Exercise aim -
Would you please copy every line from the records that contains the word "left"?

Given information -

---

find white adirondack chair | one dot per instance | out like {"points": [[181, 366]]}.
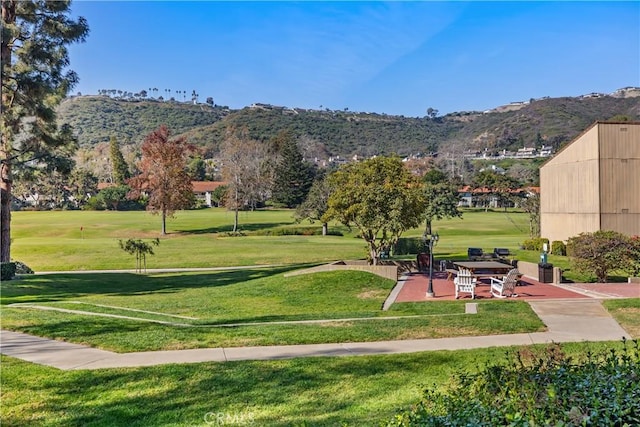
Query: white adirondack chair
{"points": [[465, 282], [502, 288]]}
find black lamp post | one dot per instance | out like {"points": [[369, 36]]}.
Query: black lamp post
{"points": [[432, 239]]}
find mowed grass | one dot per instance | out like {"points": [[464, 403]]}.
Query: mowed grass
{"points": [[357, 391], [87, 240], [239, 308], [354, 391]]}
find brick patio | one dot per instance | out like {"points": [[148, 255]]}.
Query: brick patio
{"points": [[416, 284]]}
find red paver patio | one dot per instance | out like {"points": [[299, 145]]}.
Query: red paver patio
{"points": [[416, 284]]}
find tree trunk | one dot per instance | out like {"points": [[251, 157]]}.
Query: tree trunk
{"points": [[5, 219], [9, 17], [235, 216]]}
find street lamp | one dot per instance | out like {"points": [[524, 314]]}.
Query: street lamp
{"points": [[432, 239]]}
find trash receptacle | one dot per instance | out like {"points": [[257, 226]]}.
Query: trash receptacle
{"points": [[545, 273]]}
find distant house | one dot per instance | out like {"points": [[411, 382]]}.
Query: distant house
{"points": [[593, 183], [204, 189]]}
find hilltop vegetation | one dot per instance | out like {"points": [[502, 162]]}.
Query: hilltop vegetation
{"points": [[551, 121], [96, 118]]}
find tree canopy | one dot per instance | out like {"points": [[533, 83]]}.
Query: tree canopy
{"points": [[293, 176], [378, 196], [35, 79]]}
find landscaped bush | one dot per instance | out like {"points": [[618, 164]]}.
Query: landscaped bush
{"points": [[7, 270], [600, 252], [558, 248], [536, 244], [538, 389], [408, 245]]}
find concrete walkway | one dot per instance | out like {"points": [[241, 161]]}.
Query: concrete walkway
{"points": [[567, 321]]}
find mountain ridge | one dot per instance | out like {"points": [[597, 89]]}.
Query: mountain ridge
{"points": [[543, 121]]}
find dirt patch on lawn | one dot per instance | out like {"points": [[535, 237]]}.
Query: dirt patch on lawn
{"points": [[373, 294]]}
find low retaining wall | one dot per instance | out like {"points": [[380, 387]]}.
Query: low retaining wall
{"points": [[386, 269], [530, 269]]}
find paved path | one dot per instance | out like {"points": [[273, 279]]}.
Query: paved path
{"points": [[567, 321]]}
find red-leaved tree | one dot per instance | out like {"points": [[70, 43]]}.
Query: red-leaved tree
{"points": [[163, 175]]}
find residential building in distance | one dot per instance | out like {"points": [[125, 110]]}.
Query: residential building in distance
{"points": [[593, 183]]}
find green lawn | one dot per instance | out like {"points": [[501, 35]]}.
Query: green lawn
{"points": [[205, 301], [355, 391], [358, 391], [54, 241]]}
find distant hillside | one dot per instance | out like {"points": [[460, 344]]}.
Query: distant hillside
{"points": [[96, 118], [550, 121]]}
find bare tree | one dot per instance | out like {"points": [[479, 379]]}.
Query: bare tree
{"points": [[245, 168], [163, 174]]}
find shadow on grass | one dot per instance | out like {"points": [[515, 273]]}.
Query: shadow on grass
{"points": [[313, 391], [53, 287], [249, 227]]}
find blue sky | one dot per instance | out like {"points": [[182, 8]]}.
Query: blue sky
{"points": [[385, 57]]}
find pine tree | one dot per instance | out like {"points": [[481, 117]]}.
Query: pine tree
{"points": [[293, 176], [34, 59]]}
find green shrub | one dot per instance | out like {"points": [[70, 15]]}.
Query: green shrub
{"points": [[558, 248], [600, 252], [7, 270], [408, 245], [538, 389], [535, 244]]}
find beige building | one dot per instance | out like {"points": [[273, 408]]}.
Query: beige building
{"points": [[593, 183]]}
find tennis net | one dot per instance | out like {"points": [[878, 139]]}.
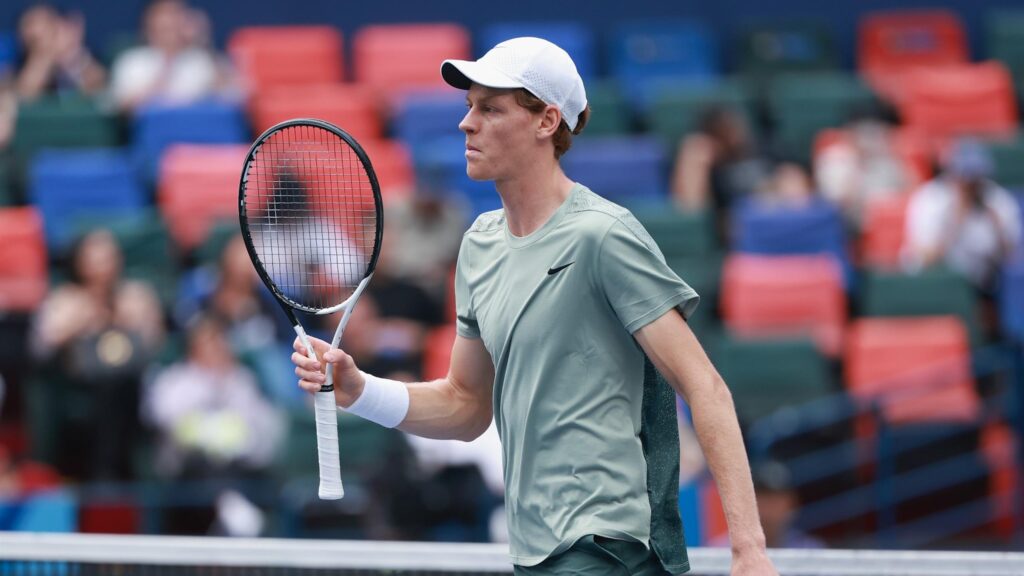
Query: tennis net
{"points": [[74, 554]]}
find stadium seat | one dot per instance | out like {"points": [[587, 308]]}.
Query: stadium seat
{"points": [[768, 375], [393, 58], [680, 234], [769, 48], [628, 170], [349, 107], [802, 105], [157, 127], [574, 37], [785, 296], [645, 55], [287, 55], [919, 369], [71, 184], [933, 292], [1011, 300], [891, 43], [198, 186], [969, 99], [23, 259], [676, 110], [882, 239], [421, 118], [815, 229]]}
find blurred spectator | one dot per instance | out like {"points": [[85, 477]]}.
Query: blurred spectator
{"points": [[718, 164], [54, 58], [423, 238], [964, 219], [214, 425], [97, 332], [860, 166], [174, 67]]}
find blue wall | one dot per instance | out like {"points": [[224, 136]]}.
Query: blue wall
{"points": [[109, 18]]}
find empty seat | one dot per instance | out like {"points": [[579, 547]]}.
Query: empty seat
{"points": [[351, 108], [396, 57], [933, 292], [890, 43], [975, 99], [647, 54], [573, 37], [157, 127], [628, 170], [919, 369], [198, 186], [285, 55], [67, 186], [785, 296], [23, 259], [768, 375]]}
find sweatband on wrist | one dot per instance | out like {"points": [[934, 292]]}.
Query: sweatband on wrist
{"points": [[383, 402]]}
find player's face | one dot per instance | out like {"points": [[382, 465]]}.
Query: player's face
{"points": [[500, 133]]}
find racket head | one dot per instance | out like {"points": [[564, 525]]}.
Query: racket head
{"points": [[310, 213]]}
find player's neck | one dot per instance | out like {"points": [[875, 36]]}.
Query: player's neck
{"points": [[529, 202]]}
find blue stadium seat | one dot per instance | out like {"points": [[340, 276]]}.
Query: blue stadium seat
{"points": [[764, 229], [422, 118], [70, 186], [628, 170], [647, 55], [441, 167], [573, 37], [156, 127]]}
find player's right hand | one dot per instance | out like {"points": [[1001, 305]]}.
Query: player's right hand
{"points": [[347, 379]]}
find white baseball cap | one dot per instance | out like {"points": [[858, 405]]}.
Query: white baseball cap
{"points": [[534, 64]]}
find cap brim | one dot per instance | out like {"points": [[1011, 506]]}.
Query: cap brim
{"points": [[462, 74]]}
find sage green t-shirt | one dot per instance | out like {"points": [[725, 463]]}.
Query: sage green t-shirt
{"points": [[556, 311]]}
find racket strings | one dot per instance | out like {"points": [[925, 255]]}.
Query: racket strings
{"points": [[312, 214]]}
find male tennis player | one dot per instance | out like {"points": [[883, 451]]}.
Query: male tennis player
{"points": [[560, 296]]}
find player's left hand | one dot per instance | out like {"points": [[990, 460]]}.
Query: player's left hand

---

Exercise answer -
find player's left hand | one dot per instance | out like {"points": [[990, 460]]}.
Query: player's left hand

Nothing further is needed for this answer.